** begin EXCERPTED RECORDS **

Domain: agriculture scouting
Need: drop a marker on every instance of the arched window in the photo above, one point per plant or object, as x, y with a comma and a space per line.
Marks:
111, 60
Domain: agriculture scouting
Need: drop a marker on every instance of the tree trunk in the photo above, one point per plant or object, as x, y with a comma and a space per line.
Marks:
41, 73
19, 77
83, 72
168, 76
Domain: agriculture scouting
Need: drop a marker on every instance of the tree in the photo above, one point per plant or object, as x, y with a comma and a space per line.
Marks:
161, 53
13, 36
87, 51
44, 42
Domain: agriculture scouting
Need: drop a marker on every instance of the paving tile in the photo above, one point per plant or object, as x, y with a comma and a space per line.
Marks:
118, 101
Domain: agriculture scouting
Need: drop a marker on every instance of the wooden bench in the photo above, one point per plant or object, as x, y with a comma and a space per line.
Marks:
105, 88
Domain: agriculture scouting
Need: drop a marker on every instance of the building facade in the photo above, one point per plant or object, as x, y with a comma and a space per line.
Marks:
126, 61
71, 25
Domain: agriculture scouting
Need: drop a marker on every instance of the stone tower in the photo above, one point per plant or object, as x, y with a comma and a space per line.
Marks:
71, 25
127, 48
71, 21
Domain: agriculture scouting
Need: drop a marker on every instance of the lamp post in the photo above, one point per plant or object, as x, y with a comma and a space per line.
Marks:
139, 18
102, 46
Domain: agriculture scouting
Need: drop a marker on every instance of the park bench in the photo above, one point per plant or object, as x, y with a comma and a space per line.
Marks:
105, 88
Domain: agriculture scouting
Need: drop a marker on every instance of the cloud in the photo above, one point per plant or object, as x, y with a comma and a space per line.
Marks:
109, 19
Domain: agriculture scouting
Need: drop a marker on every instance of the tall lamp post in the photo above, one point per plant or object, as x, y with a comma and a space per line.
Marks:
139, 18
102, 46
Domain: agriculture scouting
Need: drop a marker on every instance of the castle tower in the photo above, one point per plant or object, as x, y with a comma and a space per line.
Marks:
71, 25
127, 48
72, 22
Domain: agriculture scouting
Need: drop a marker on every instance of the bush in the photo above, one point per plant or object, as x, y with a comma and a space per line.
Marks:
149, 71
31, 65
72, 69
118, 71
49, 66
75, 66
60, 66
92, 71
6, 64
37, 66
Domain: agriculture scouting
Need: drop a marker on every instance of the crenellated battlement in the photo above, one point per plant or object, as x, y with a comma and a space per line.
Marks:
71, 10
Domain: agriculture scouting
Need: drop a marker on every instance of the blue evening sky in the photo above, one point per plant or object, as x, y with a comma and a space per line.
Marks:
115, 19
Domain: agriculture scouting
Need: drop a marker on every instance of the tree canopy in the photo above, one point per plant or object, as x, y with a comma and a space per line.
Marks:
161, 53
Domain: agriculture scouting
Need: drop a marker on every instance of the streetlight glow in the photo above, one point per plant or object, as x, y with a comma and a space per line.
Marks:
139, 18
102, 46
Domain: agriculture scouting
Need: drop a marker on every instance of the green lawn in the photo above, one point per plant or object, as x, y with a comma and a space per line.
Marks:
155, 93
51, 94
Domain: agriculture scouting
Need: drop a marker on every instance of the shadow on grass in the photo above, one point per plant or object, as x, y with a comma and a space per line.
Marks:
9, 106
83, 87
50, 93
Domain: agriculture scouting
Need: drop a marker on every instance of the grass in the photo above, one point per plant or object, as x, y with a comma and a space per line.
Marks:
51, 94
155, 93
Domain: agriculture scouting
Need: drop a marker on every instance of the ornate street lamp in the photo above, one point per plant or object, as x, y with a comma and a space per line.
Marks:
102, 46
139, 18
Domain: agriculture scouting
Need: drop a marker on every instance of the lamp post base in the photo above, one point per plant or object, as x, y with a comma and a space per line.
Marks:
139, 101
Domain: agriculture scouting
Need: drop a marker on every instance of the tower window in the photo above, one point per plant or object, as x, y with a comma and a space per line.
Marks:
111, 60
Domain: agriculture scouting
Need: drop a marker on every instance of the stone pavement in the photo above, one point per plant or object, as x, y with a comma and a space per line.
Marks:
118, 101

** end EXCERPTED RECORDS **

[GOAL OF THE EXERCISE] Repeat every line of the records above exactly.

[RIGHT ANSWER]
Domain: agriculture scouting
Need: drop a marker on every instance of the arched window in the photo above, one point per plant or object, as x, y with a comma and a space per line.
Marks:
111, 60
Domain: agriculture scouting
Need: drop a marker on every instance of the tree trunk in the photo above, one point per plant or object, as x, y with a comma and a space per line.
Marks:
41, 73
19, 77
83, 72
168, 76
Domain: agriculture scouting
Need: drop a marker on every instance of the tree in the photo above, one point per plant or object, as x, y with a comma and a space per line.
Marks:
161, 53
13, 36
87, 51
44, 42
Domain: agriculture scouting
Need: drop a marker on every instance of the paving tile in the photo above, one point per plant or object, as x, y with a comma and a space per line.
Marks:
118, 101
Domain: agriculture scouting
Need: drop a marker on every instance of the wooden bench in the photo above, one point per plant or object, as x, y with a comma and a space per line.
Marks:
105, 88
Domain: agriculture scouting
Need: drop a marker on every instance of the building facade in the photo above, one point per plant or object, as x, y with a comma and a space per line.
Marks:
126, 61
71, 25
Domain: agriculture scouting
Need: drop a marker on every instance of the stone tower in the photo above, one point per plant or object, as x, y with a comma and a space per line.
Marks:
71, 25
127, 48
71, 21
Domain: agriculture scouting
Need: drop a marker on every instance of the lamp post in the photo above, one point per plant or object, as x, y with a comma and a space per line.
Marks:
139, 18
102, 46
Domain: agriculture scouting
Need: drop a marker on every instance of the park bench in the photo above, one point per plant or object, as x, y with a comma and a space per line.
Marks:
105, 88
Domain: agriculture scouting
Need: drop a marker on every instance of the cloud in the photo above, one point per plant or object, as x, y with a comma and a space per line.
Marks:
109, 19
Domain: agriculture scouting
Need: drop a marker on every instance of the tall lamp post in the photo above, one point per plant or object, as x, y with a comma and a space per line.
Marks:
139, 18
102, 46
Domain: agriculture scouting
Need: drop a marker on every instance of the castle tower in the photo above, one point per plant or object, as x, y with a comma and a space per line.
Marks:
71, 25
127, 48
72, 22
Domain: agriculture scouting
Need: drop a marker on every instance of the bush in the photo above, one point per plant or object, as x, y with a comma and a space per line.
Marks:
149, 71
31, 65
72, 69
118, 71
49, 66
75, 66
60, 66
92, 71
6, 64
37, 66
Domain: agriculture scouting
Need: drop a marker on every instance of the crenellated battlement in the photo above, one point per plant or object, as x, y with a comma and a space per line.
Marks:
71, 10
Domain: agriculture scouting
Need: drop a marker on every instance of the blue evening sky in the photo above, one point per plant or object, as x, y with a comma and a space per line.
Marks:
115, 19
Domain: agriculture scouting
Need: drop a marker on every instance of the tree canopy in the photo above, one point per plant or object, as x, y with a comma and a space per line.
Marks:
161, 53
Domain: agriculture scouting
Need: drop a marker on every instance of the streetlight glow in the photo above, one point per plant or object, as x, y with a comma and a space per line.
Marks:
139, 18
102, 46
Domain: agriculture scouting
Need: drop a marker on every instance of the green lawn in the photo above, one point per plant or object, as x, y with a comma and a space per line.
Marks:
155, 93
51, 94
Domain: agriculture scouting
Need: drop a marker on every instance of the shadow on grass in the photo above, one point per plant or object, as x, y with a comma and a space per line.
Marks:
9, 106
83, 87
50, 93
Domain: agriculture scouting
Need: drop a marker on every instance of the grass in the photo above, one point per plant or object, as x, y with a comma and a space per line.
Marks:
51, 94
155, 93
Domain: agriculture scouting
Need: drop a marker on every instance of the ornate street lamp in the photo above, one point per plant or object, as x, y with a comma and a space per line.
Marks:
102, 46
139, 18
Domain: agriculture scouting
Need: drop a marker on every instance of the lamp post base in the photo above, one point per plant or object, as x, y with a comma and a space per line.
Marks:
139, 101
Domain: agriculture scouting
Need: drop a marker on every instance of the tower window in the photo above, one point per plant or object, as x, y with a comma and a space per line.
Marks:
111, 60
Domain: agriculture scouting
Need: drop a marker on every instance of the stone pavement in the photo above, one point per plant or object, as x, y with a comma and a space per line.
Marks:
118, 101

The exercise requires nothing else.